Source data
================

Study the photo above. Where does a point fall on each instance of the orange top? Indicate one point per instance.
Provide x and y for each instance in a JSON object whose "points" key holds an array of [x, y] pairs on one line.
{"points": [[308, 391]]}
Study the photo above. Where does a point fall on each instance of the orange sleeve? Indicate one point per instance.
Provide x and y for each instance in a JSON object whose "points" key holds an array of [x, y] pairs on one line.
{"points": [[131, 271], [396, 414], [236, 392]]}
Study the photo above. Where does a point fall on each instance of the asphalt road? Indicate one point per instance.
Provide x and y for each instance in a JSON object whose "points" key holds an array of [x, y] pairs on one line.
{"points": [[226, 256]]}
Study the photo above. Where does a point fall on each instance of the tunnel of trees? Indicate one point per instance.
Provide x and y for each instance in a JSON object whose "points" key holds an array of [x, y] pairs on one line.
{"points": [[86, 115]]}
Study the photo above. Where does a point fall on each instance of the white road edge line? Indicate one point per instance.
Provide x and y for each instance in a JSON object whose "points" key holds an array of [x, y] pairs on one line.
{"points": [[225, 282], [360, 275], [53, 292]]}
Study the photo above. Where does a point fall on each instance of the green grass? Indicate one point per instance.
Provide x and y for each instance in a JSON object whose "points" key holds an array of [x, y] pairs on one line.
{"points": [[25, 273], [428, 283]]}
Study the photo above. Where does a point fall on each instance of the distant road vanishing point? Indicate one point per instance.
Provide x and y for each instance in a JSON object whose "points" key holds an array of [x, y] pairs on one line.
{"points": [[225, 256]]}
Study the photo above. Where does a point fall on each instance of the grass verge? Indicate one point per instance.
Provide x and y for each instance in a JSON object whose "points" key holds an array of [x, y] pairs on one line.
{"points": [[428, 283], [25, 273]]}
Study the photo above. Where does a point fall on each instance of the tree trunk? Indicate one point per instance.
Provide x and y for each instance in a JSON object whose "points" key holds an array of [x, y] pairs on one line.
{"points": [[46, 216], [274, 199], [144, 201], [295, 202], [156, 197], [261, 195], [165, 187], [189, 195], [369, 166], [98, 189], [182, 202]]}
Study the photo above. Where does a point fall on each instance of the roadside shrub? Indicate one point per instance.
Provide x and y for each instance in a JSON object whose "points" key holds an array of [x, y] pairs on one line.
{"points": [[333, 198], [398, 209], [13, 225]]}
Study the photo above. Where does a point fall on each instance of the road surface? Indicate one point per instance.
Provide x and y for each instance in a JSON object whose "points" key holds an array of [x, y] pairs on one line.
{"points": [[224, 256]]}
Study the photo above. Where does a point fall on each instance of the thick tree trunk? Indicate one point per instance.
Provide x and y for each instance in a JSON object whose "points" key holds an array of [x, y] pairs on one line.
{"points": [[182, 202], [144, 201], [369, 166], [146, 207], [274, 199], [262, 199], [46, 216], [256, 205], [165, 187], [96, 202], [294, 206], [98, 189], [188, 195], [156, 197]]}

================

▶ _Exercise goal_: Transcribe the material above word for word.

▶ _Answer to the problem_:
Study the photo above. Where does a point fall on each instance of the orange top? Indicate one point per instance.
Provide x and y for each instance in a JSON object whose "points" key holds an array of [x, y] pairs on one line.
{"points": [[308, 391]]}
Study the photo above. Where does a point fall on each instance of the orange sleeve? Indicate one point per instance.
Provide x and y for each instance in a JSON object whose "points" key holds an array of [x, y] pairs on one line.
{"points": [[131, 271], [396, 414], [236, 392]]}
Study the photo above. Where does a point fall on each instance of the asphalt road? Indicate one point per instance.
Provide x and y for each instance in a JSON object whose "points" key holds an array of [x, y] pairs on one line.
{"points": [[226, 256]]}
Study the photo above. Where does a point fall on each instance of the tunnel of trees? Indicate one point per instance.
Provide x and y for each instance in a JSON object whose "points" key holds an array of [x, y] pairs on one line.
{"points": [[86, 115]]}
Study the photo above. Where does a point fall on each instance of the white road edge line? Indicate one point per instance.
Provide x and y for each instance in a JSON object whose "points" key holds an array of [x, y] pairs on one line.
{"points": [[225, 282], [360, 275], [53, 292]]}
Study the photo above. Where does a point fall on each instance of the green grass? Indicate one point per instance.
Provide x and y for each instance in a JSON object whose "points" key holds an array of [x, y] pairs on one line.
{"points": [[25, 273], [428, 283]]}
Study the photo above. Where does a point fall on each instance of the distant road vanishing point? Indicate one point per instance.
Provide x and y for each instance in a JSON object whose "points" key holds an array of [x, y] pairs on one line.
{"points": [[225, 256]]}
Study the photo above. Where does a point fall on each instance of the grass verge? Indicate one point per instance.
Provide x and y for each instance in a JSON object whose "points" key holds an array of [x, y] pairs on one line.
{"points": [[428, 283], [25, 273]]}
Study the photo above. Where does a point fall on each instance of the tree trunk? Indicate one point per instance.
Provide x and y for each instance in a JSON object whose "points" key holds an array of [x, y] pairs on one line.
{"points": [[46, 216], [274, 199], [144, 201], [295, 202], [156, 197], [261, 195], [165, 187], [189, 195], [369, 166], [98, 189], [182, 202]]}
Study the photo above. Where does a point fall on each instance of the roadside shrub? Indicate one point per instance.
Provide x and y for each instance in a JSON object whose "points" key holds an array of [x, y] pairs on one line.
{"points": [[333, 198], [398, 209], [13, 225]]}
Study the photo above. Where does a point fall on each instance of the road surface? Indicate one point per instance.
Provide x and y for each instance in a JSON object whose "points" key holds an array of [x, y] pairs on one line.
{"points": [[224, 256]]}
Study the photo above. Where does a point fall on each instance of the thick tree trunk? Indicate one point per instance.
Provide x and y for each instance in a JSON object whose "points" key holds an array of [x, y] pairs on one line.
{"points": [[182, 202], [144, 201], [369, 166], [146, 207], [274, 199], [262, 199], [46, 216], [256, 205], [165, 187], [96, 202], [294, 206], [98, 189], [188, 195], [156, 197]]}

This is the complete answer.